Items listed in a dataset:
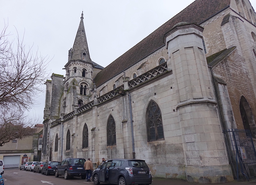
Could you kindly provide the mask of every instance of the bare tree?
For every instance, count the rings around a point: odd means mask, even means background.
[[[26,47],[17,34],[16,44],[8,40],[8,25],[0,33],[0,146],[33,131],[24,115],[36,103],[48,75],[48,59]]]

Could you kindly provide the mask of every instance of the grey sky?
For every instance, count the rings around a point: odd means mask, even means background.
[[[194,1],[2,0],[0,28],[8,22],[13,39],[15,27],[20,36],[25,32],[26,45],[33,44],[33,51],[38,48],[42,55],[52,58],[51,74],[65,76],[62,69],[82,11],[91,58],[105,67]],[[255,9],[256,1],[250,1]],[[41,104],[30,114],[39,115],[42,121],[44,93],[38,100]]]

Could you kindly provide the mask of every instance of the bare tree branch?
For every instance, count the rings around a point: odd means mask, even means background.
[[[49,75],[48,58],[26,47],[24,34],[21,39],[17,32],[14,45],[8,39],[8,26],[0,32],[0,146],[33,130],[27,127],[31,120],[27,121],[24,112],[36,103]]]

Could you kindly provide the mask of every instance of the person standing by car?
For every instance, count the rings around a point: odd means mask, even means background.
[[[103,164],[103,163],[104,163],[104,162],[106,161],[106,160],[105,160],[105,158],[102,158],[102,163],[101,164],[101,165]]]
[[[92,176],[92,170],[93,169],[92,163],[91,161],[90,158],[85,162],[83,165],[84,169],[86,171],[86,178],[87,181],[91,181],[90,179]]]

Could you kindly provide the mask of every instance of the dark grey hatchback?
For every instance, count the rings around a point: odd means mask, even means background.
[[[68,179],[70,177],[81,177],[82,179],[86,178],[86,172],[83,167],[85,160],[83,158],[67,158],[57,166],[55,177],[64,175],[64,178]]]
[[[92,176],[96,185],[101,182],[118,185],[148,185],[152,182],[150,169],[142,160],[108,160],[93,171]]]

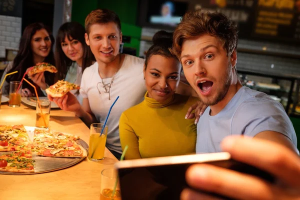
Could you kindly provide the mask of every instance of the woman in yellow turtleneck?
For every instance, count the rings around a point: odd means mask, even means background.
[[[124,112],[120,118],[122,150],[128,146],[126,160],[195,152],[196,125],[184,116],[198,100],[175,94],[182,66],[170,52],[172,38],[172,34],[163,31],[154,36],[145,61],[145,99]]]

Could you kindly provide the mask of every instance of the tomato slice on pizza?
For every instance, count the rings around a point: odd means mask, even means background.
[[[31,152],[15,152],[0,156],[0,171],[7,172],[34,172]]]
[[[32,76],[35,74],[48,71],[52,73],[56,73],[58,70],[52,64],[48,62],[38,62],[36,66],[32,66],[28,72],[28,74]]]
[[[64,96],[69,91],[79,89],[80,87],[76,84],[61,80],[46,88],[46,92],[52,98],[60,98]]]

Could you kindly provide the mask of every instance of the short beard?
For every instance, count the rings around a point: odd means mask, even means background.
[[[206,106],[214,106],[220,102],[221,100],[224,99],[225,96],[227,94],[228,90],[229,90],[229,88],[231,85],[231,82],[232,80],[232,78],[230,78],[230,76],[229,76],[230,74],[230,70],[232,69],[232,66],[231,63],[229,62],[228,65],[228,70],[227,72],[226,72],[226,74],[224,74],[223,77],[226,77],[226,80],[222,79],[221,80],[221,82],[224,82],[224,85],[222,88],[220,90],[220,92],[218,94],[216,98],[212,98],[210,100],[208,100],[204,101],[202,100],[200,98],[200,100]],[[218,91],[217,91],[217,94]]]

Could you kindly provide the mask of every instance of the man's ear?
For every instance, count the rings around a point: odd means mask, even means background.
[[[122,36],[123,36],[123,34],[122,34],[122,32],[120,32],[120,44],[122,43]]]
[[[230,55],[230,62],[232,66],[232,68],[236,66],[236,62],[238,62],[238,56],[236,55],[236,50],[234,50]]]
[[[144,64],[144,79],[146,79],[146,66],[145,65],[145,64]]]
[[[88,40],[88,36],[86,33],[84,34],[84,38],[86,39],[86,44],[90,46],[90,40]]]

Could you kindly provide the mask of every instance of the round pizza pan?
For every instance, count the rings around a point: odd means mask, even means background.
[[[30,132],[33,132],[36,127],[25,126],[28,132],[30,139],[33,138],[33,135],[30,135]],[[74,134],[76,135],[76,134]],[[86,150],[88,148],[88,145],[81,139],[77,140],[76,142],[81,145]],[[88,150],[87,150],[88,152]],[[0,154],[9,154],[11,152],[0,152]],[[0,172],[2,174],[10,175],[28,175],[36,174],[37,174],[46,173],[50,172],[62,170],[74,166],[85,158],[52,158],[36,156],[32,152],[32,160],[36,160],[34,163],[34,172]]]

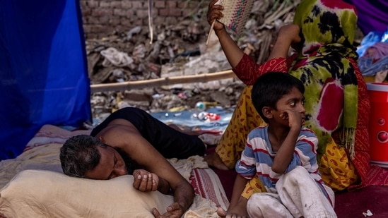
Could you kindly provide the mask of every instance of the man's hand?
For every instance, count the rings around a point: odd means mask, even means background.
[[[158,190],[159,177],[144,169],[134,171],[134,188],[140,191],[155,191]]]
[[[248,200],[242,196],[240,196],[238,202],[234,206],[230,205],[227,211],[222,207],[217,208],[217,214],[221,218],[248,218],[247,212],[247,203]]]
[[[167,212],[160,214],[156,208],[152,209],[152,214],[156,218],[180,218],[183,214],[183,210],[178,202],[167,207]]]

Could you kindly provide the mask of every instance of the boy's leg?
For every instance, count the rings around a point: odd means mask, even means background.
[[[281,202],[295,217],[336,217],[334,193],[326,186],[322,188],[300,166],[284,174],[276,183]],[[322,191],[327,193],[329,199]]]
[[[253,194],[247,203],[247,211],[249,217],[293,217],[288,210],[281,202],[279,195],[275,193]]]

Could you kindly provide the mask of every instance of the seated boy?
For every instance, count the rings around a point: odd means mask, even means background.
[[[318,171],[318,139],[302,126],[304,92],[302,82],[288,73],[257,79],[252,99],[268,125],[249,133],[235,166],[235,186],[247,186],[235,206],[228,213],[220,209],[220,216],[336,217],[334,193]]]

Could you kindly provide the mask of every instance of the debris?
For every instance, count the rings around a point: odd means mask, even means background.
[[[364,217],[372,217],[373,216],[373,214],[370,212],[370,210],[367,210],[366,212],[363,212],[363,215],[364,215]]]

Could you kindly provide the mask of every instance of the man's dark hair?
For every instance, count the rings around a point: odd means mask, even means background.
[[[282,72],[269,72],[257,78],[252,90],[252,102],[256,111],[261,119],[268,123],[262,109],[271,107],[276,109],[276,103],[284,95],[289,94],[293,87],[296,87],[302,94],[305,93],[303,83],[293,75]]]
[[[79,135],[69,138],[61,147],[59,158],[64,173],[74,177],[85,177],[87,171],[93,169],[101,155],[97,146],[107,145],[95,137]]]

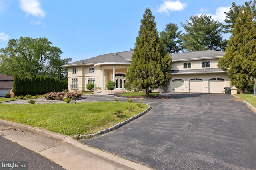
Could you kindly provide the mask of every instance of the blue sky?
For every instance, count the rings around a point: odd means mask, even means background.
[[[147,7],[159,32],[207,14],[224,23],[234,0],[0,0],[0,48],[20,37],[45,37],[73,61],[134,47]],[[182,33],[185,33],[183,31]],[[225,38],[228,36],[223,35]]]

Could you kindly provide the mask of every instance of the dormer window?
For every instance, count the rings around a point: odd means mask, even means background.
[[[72,68],[72,70],[73,74],[76,74],[76,67]]]
[[[191,68],[191,63],[184,63],[183,69]]]
[[[94,73],[94,67],[90,67],[89,68],[89,73]]]
[[[211,67],[211,62],[210,61],[202,61],[202,68],[208,68]]]

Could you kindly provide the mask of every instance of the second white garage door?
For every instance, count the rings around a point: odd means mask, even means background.
[[[184,80],[177,79],[172,80],[172,92],[184,92],[185,83]]]
[[[204,92],[204,80],[200,78],[189,80],[189,92],[202,93]]]
[[[225,87],[225,80],[222,78],[214,78],[209,80],[209,92],[222,93]]]

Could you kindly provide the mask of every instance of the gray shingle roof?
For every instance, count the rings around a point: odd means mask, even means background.
[[[66,64],[61,66],[62,67],[69,66],[79,65],[90,65],[105,62],[122,62],[129,63],[128,61],[132,60],[132,55],[133,51],[114,53],[103,54],[94,57],[81,60]]]
[[[171,54],[172,60],[188,60],[202,58],[222,57],[225,55],[225,52],[215,50],[205,50],[200,51],[190,52],[188,53],[179,53]]]
[[[194,69],[186,69],[181,70],[174,70],[171,71],[172,74],[193,74],[196,73],[209,73],[210,72],[225,72],[226,71],[224,71],[220,68],[201,68]]]

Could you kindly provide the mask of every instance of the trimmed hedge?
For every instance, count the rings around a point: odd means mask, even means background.
[[[36,77],[19,78],[15,77],[12,92],[15,96],[45,94],[52,92],[61,92],[68,87],[68,82],[50,77]]]

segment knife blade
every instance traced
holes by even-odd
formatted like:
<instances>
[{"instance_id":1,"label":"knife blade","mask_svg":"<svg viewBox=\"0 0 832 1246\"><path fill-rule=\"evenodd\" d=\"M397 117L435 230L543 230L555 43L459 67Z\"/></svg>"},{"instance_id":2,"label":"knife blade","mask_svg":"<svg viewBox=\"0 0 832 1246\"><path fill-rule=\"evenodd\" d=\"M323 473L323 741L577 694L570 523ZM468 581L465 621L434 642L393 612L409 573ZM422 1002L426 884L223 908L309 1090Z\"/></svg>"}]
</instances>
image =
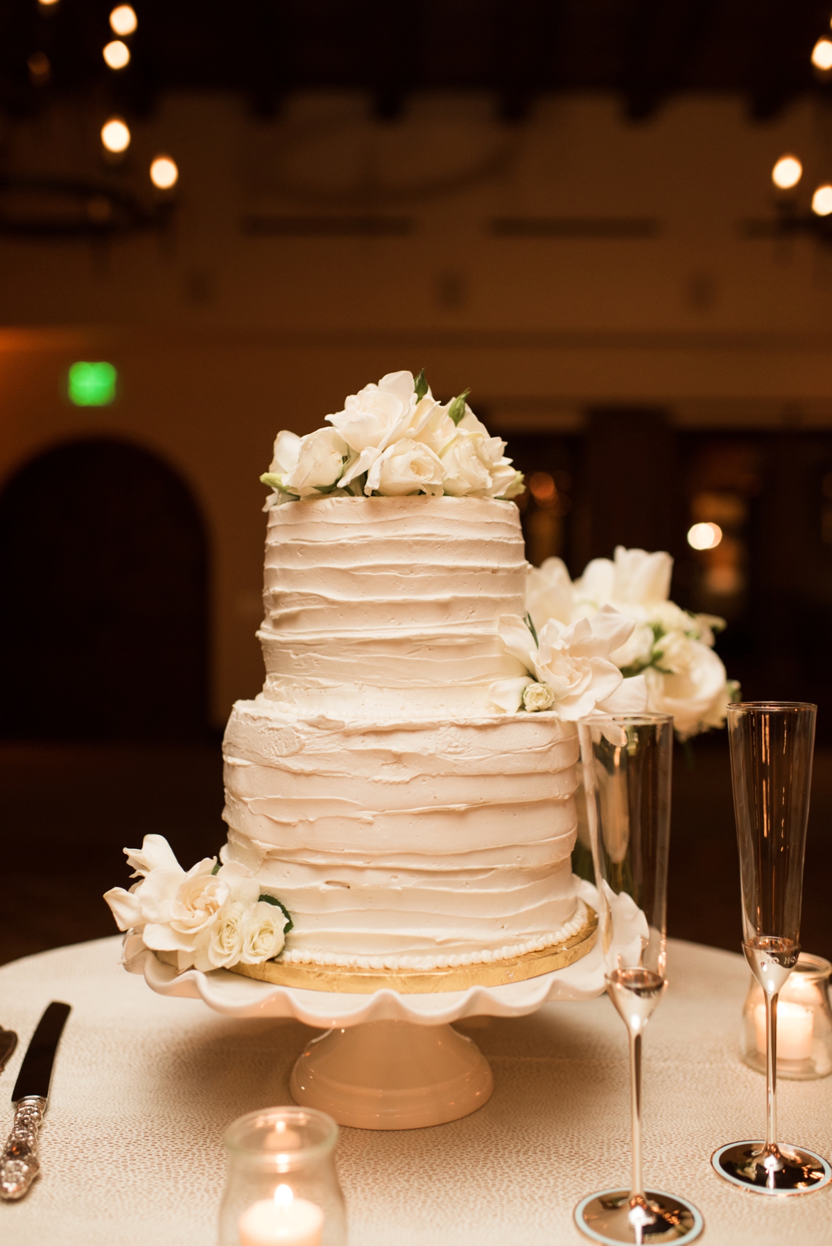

Stated exercise: Count the lines in the records above that contain the string "grey", with uppercase and lowercase letters treated as different. Reply with the number alone.

Full output: 2